Task objective
Filter the rows below, keeping each line that contains the word "Would" and copying it unchanged.

**** Given data ****

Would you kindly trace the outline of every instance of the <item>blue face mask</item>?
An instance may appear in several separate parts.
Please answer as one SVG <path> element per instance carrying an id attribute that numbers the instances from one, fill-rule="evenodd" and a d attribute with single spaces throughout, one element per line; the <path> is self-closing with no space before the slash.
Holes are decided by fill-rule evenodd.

****
**** Given data ****

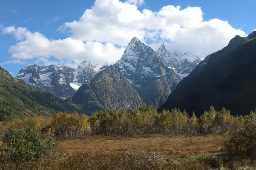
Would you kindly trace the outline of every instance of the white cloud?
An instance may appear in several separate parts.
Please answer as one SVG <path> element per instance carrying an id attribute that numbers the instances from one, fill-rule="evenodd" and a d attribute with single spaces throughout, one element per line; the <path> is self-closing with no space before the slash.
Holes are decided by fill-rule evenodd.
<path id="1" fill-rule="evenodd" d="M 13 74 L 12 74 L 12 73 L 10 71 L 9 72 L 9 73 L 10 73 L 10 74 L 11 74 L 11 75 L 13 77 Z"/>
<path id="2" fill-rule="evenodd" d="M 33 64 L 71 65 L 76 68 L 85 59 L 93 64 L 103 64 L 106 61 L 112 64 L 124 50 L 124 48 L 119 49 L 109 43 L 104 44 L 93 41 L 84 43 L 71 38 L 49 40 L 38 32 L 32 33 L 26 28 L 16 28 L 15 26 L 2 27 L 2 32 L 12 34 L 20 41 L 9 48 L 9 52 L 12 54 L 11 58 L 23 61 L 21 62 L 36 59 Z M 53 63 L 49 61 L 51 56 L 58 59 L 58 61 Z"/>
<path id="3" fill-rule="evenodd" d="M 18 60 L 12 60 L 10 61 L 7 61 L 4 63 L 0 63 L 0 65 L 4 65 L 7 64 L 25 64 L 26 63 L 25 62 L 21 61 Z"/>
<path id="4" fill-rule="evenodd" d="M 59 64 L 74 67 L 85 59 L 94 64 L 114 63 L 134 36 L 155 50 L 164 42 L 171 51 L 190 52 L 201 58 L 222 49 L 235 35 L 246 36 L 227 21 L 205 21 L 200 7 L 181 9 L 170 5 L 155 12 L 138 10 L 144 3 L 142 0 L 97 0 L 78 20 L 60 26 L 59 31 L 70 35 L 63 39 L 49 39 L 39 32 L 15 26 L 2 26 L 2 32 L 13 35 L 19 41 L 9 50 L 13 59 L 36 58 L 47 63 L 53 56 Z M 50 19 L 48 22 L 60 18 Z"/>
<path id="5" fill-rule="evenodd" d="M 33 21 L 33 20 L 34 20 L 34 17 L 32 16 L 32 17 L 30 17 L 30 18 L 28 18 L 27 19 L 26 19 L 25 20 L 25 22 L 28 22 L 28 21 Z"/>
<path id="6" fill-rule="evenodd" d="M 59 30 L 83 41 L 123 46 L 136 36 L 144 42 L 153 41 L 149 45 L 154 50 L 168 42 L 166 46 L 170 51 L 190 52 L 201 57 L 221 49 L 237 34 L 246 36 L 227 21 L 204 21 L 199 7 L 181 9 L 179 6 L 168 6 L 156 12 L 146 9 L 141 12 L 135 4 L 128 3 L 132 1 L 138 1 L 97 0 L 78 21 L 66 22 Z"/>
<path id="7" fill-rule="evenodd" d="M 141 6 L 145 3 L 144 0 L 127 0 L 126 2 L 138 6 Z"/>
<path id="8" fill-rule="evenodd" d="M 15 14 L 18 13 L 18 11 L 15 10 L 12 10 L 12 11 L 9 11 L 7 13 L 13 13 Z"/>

****

Solution for this task
Would you kindly trace the outline of every instance of the <item>blue face mask</item>?
Would you kindly trace the outline of every instance of the white cloud?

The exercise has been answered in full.